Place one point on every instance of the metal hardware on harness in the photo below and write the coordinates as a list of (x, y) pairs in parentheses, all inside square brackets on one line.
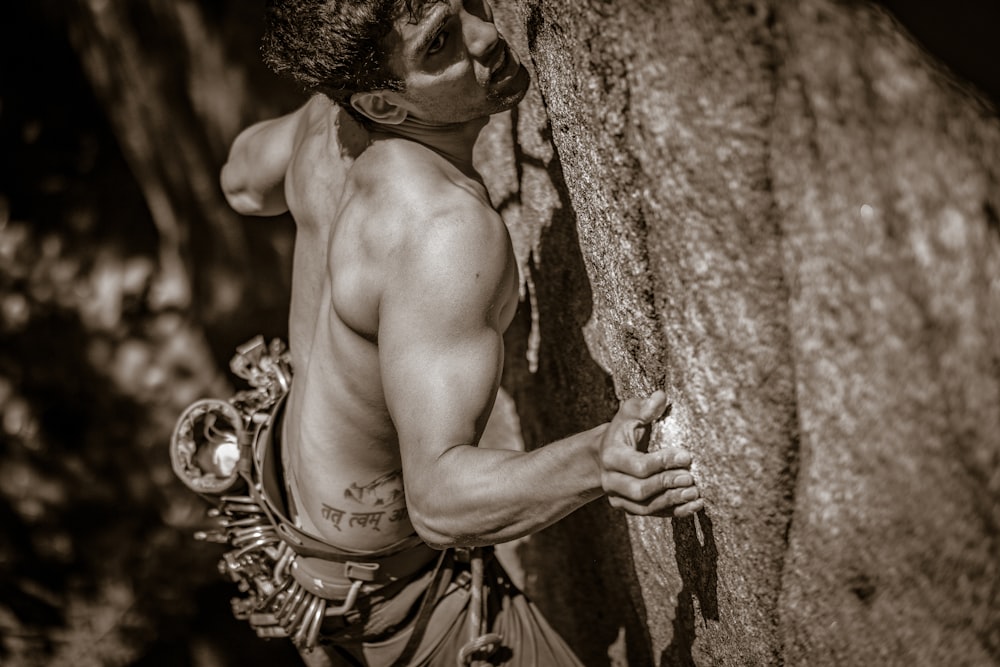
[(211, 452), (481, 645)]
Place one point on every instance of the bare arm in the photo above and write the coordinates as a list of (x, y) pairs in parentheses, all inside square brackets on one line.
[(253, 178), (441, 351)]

...

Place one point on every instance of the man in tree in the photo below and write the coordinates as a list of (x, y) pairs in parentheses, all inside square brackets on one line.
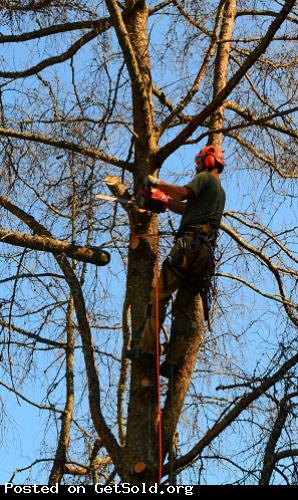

WORK TO BE COMPLETED: Format everything from the line containing "Place one point on every instance of the metal" down to the line containing "[(253, 178), (441, 351)]" as a numbered list, omitting blank lines and leaving the pictures out.

THE SOLUTION:
1. Place one point on every instance of the metal hardware on harness in the photo below and write the coordinates as a list of (x, y) pairs in parentheses, all inside square brackets on one line.
2. [(211, 452), (481, 645)]
3. Place one point on every instance of the bare arm in the photo above and write the coordinates as a list of (x, y) pairs in parentheses, all inside square brackets on one line.
4. [(253, 178), (441, 351)]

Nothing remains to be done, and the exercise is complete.